**Quoted text:**
In the same way, Colin is most memorable when he is confined to bed and
whining; as he becomes more conventionally attractive, interest flags in
both him and the book.
The book's
argument focuses on the importance of the mother figure to the healthy
child (Dickon has a mom, Colin and Mary don’t; the garden is associated
with Colin’s lost mom; etc.) and the boys’ characteristically female traits
(Dickon is nurturing, protective, and tender, qualities usually associated
with mothers; Colin is hysterical and frightened, qualities that were associated
with specifically female pathologies at the time).
The "cure"
of Mary and Colin also reflects a growing movement to train urban children
through exposure to nature and fresh air - a new and different sense of
what constitutes a healthy lifestyle (Phillips 177-78). Around the
same time that this story was being written, institutions dedicated to
getting children into the outdoors - the Boy
Scouts and shortly afterward the Girl
Scouts - were also emerging. The children's devotion to the garden
and the salutary effects it has on them reflects a general confidence in
the moral influence of nature.
Although
Mary and Colin both have similar afflictions and both are cured through
the same mechanism, it would be a mistake to see them as identical.
Mary, at least, already has a predilection for nature, as we observe when
she makes her "first Yorkshire friend" of a robin and requests a garden
of her own to amuse herself. When Mary is nicknamed “Mistress Mary
Quite Contrary,” it is not so much that she is ill-tempered as that she
is trying to make something grow -- in other words, a more positive
view of her. She is more imaginative than the narrator tends to give
her credit for. Colin, on the other hand, specifically rejects nature
and lies in bed because he rejects the London doctor's advice to go outside
and get fresh air.

Detection examples
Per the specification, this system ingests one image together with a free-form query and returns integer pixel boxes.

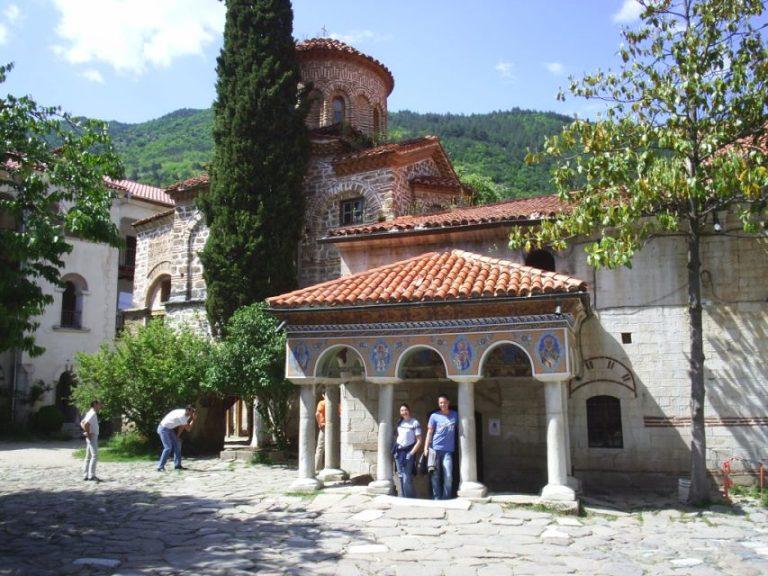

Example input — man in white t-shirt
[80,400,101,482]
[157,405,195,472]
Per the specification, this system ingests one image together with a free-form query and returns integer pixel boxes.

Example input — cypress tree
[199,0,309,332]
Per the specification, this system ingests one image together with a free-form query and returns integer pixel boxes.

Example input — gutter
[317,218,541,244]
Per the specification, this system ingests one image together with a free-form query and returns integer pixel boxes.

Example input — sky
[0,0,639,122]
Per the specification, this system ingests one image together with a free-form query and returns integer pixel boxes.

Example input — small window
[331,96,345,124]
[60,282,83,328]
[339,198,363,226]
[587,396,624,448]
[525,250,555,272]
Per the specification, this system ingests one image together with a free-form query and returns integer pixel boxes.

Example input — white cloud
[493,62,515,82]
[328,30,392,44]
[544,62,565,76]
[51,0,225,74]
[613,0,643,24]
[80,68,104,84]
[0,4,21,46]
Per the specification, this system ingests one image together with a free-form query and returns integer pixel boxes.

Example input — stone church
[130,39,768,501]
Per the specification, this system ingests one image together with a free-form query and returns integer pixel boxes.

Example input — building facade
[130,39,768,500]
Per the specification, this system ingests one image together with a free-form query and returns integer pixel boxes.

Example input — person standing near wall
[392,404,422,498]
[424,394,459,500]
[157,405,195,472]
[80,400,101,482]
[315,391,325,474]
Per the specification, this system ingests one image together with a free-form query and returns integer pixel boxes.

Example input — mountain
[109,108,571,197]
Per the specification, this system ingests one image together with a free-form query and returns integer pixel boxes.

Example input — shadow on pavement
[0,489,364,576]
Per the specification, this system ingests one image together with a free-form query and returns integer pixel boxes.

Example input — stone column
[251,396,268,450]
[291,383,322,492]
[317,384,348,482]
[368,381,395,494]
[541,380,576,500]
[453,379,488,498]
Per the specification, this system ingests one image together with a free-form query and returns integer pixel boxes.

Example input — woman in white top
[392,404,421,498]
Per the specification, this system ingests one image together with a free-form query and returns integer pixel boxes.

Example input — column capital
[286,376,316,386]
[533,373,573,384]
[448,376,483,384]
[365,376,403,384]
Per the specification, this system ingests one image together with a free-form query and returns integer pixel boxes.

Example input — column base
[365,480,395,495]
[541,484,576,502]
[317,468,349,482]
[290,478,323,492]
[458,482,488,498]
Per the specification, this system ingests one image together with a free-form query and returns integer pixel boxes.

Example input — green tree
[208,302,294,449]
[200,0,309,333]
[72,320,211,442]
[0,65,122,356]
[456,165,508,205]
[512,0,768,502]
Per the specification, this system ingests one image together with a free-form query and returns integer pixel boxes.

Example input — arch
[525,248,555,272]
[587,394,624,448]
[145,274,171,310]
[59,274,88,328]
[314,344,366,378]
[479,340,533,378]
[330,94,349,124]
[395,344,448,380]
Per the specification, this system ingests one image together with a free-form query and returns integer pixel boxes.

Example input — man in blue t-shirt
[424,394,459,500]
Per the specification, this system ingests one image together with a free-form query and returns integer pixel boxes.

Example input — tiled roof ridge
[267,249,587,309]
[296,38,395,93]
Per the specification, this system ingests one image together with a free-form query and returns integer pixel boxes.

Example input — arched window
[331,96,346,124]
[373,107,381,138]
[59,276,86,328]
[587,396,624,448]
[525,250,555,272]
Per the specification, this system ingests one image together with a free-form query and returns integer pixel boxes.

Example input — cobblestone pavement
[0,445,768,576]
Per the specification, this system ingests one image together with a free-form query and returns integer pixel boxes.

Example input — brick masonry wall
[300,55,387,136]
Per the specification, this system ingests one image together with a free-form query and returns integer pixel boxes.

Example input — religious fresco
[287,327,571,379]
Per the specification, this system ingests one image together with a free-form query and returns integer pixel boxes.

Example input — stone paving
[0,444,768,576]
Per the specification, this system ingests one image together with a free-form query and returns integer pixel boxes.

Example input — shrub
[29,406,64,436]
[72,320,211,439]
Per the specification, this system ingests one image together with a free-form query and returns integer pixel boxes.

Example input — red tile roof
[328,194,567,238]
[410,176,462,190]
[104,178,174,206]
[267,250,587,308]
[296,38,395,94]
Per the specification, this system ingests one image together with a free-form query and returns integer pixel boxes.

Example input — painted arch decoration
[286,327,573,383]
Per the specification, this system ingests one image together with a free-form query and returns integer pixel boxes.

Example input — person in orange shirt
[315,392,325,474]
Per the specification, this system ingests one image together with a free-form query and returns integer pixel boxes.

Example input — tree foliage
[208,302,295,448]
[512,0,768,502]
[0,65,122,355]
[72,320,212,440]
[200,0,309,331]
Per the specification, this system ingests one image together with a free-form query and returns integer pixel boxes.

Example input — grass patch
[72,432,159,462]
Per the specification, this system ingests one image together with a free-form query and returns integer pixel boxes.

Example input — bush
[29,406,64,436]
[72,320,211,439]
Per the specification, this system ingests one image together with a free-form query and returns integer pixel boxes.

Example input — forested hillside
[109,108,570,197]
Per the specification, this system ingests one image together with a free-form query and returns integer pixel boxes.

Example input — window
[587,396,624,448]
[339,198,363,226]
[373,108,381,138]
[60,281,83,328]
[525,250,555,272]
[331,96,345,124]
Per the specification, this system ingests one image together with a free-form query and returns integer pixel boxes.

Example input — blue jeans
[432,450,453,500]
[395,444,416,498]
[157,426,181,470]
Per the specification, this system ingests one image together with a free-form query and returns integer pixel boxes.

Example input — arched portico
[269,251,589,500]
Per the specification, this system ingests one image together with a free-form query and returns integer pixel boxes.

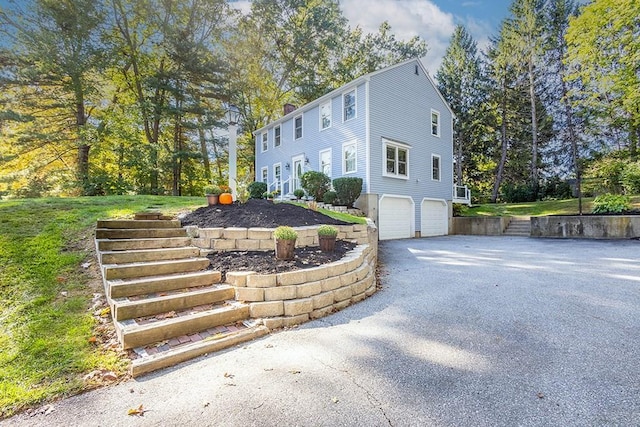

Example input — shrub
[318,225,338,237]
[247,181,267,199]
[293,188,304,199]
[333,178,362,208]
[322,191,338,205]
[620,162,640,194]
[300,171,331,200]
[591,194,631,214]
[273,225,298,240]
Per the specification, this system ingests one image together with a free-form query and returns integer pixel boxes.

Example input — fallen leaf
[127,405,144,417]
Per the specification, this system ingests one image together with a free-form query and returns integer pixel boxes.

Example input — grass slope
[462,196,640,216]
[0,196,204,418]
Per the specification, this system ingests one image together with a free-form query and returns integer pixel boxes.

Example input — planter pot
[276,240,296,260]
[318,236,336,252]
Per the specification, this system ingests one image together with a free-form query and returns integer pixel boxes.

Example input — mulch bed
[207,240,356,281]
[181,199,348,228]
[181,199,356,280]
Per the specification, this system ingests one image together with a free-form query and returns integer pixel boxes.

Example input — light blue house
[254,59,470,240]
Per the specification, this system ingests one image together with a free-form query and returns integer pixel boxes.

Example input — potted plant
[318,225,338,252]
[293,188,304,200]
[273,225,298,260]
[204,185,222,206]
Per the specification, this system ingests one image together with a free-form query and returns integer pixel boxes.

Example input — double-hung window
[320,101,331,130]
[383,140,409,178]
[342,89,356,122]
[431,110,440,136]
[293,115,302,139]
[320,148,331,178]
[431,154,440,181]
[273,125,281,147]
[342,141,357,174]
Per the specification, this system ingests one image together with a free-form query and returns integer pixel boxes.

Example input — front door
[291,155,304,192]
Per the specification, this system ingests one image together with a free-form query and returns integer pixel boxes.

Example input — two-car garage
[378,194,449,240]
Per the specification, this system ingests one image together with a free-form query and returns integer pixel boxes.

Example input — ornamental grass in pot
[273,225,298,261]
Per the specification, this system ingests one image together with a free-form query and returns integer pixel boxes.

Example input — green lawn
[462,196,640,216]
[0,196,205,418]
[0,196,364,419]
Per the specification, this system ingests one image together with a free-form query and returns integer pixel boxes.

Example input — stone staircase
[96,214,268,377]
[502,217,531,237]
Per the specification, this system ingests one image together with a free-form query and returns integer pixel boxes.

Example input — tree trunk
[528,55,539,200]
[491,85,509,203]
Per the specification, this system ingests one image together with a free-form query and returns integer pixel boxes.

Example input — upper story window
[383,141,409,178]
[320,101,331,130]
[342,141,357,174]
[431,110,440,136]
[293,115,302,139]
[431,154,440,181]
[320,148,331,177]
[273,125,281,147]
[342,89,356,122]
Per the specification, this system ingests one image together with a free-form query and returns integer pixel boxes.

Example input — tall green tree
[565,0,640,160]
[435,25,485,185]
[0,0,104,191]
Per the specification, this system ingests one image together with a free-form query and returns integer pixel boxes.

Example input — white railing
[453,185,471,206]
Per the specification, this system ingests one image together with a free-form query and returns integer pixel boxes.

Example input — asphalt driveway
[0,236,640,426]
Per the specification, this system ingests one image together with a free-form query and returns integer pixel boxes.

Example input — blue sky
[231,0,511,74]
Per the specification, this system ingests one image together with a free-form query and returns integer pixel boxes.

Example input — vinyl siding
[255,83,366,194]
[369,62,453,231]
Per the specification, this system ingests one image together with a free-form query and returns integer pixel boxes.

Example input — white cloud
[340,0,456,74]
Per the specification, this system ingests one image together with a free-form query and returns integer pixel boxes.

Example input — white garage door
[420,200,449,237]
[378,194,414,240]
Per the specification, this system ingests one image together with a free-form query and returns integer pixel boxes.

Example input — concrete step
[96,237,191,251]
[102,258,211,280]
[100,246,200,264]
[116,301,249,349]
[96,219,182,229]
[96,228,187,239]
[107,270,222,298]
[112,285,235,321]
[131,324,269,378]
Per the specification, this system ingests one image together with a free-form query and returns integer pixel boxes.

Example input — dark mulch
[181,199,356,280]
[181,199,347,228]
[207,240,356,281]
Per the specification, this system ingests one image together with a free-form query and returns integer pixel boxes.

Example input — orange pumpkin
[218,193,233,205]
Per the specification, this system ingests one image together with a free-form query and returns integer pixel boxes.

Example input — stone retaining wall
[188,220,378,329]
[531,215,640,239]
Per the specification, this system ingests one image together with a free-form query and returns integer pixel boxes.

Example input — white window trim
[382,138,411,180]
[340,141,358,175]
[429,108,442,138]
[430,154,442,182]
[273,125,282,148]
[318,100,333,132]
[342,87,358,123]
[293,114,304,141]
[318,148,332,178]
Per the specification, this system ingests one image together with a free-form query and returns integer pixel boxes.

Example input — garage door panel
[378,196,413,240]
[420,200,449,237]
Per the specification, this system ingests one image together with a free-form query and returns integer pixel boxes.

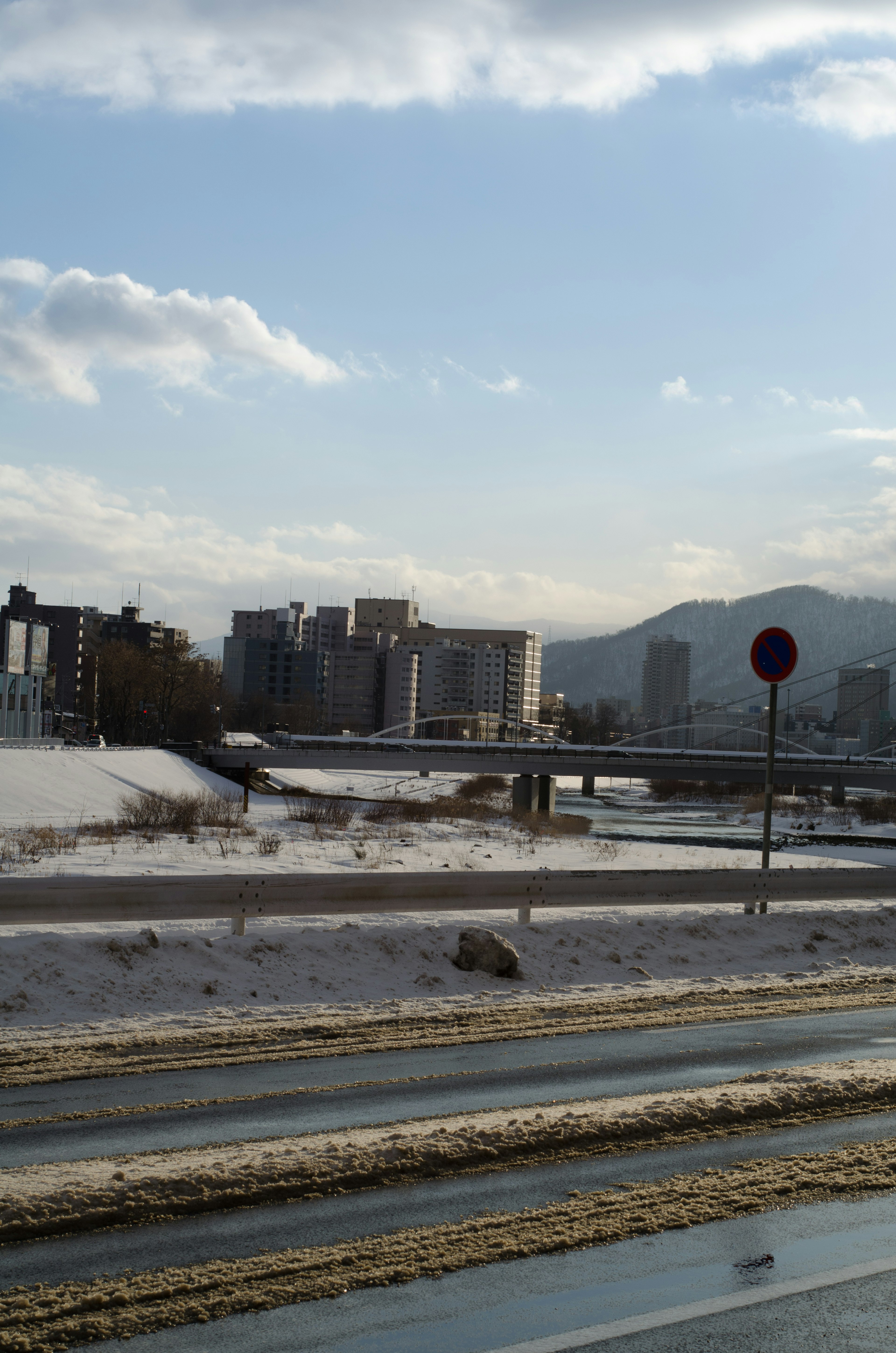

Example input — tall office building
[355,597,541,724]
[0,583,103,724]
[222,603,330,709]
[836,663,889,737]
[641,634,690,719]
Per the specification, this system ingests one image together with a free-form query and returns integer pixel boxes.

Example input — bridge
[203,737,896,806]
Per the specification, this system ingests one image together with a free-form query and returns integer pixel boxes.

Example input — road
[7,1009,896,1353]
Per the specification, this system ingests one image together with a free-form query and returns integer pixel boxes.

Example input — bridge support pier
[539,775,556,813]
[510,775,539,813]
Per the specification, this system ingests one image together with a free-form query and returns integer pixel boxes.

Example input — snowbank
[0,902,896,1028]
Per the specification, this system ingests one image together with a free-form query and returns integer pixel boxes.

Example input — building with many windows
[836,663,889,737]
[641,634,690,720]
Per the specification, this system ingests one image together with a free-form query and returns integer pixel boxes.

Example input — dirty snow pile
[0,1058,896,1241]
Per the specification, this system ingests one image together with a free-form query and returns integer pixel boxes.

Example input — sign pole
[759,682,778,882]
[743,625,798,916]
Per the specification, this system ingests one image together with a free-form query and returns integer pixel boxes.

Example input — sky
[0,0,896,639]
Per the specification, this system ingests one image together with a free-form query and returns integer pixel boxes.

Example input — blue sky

**Exercise requirements:**
Repeat the part of the passage on Mary and Colin that opens with the words containing "of Mary and" and closes with "them as identical.". The items play no part in what comes next.

**Result:**
of Mary and Colin also reflects a growing movement to train urban children
through exposure to nature and fresh air - a new and different sense of
what constitutes a healthy lifestyle (Phillips 177-78). Around the
same time that this story was being written, institutions dedicated to
getting children into the outdoors - the Boy
Scouts and shortly afterward the Girl
Scouts - were also emerging. The children's devotion to the garden
and the salutary effects it has on them reflects a general confidence in
the moral influence of nature.
Although
Mary and Colin both have similar afflictions and both are cured through
the same mechanism, it would be a mistake to see them as identical.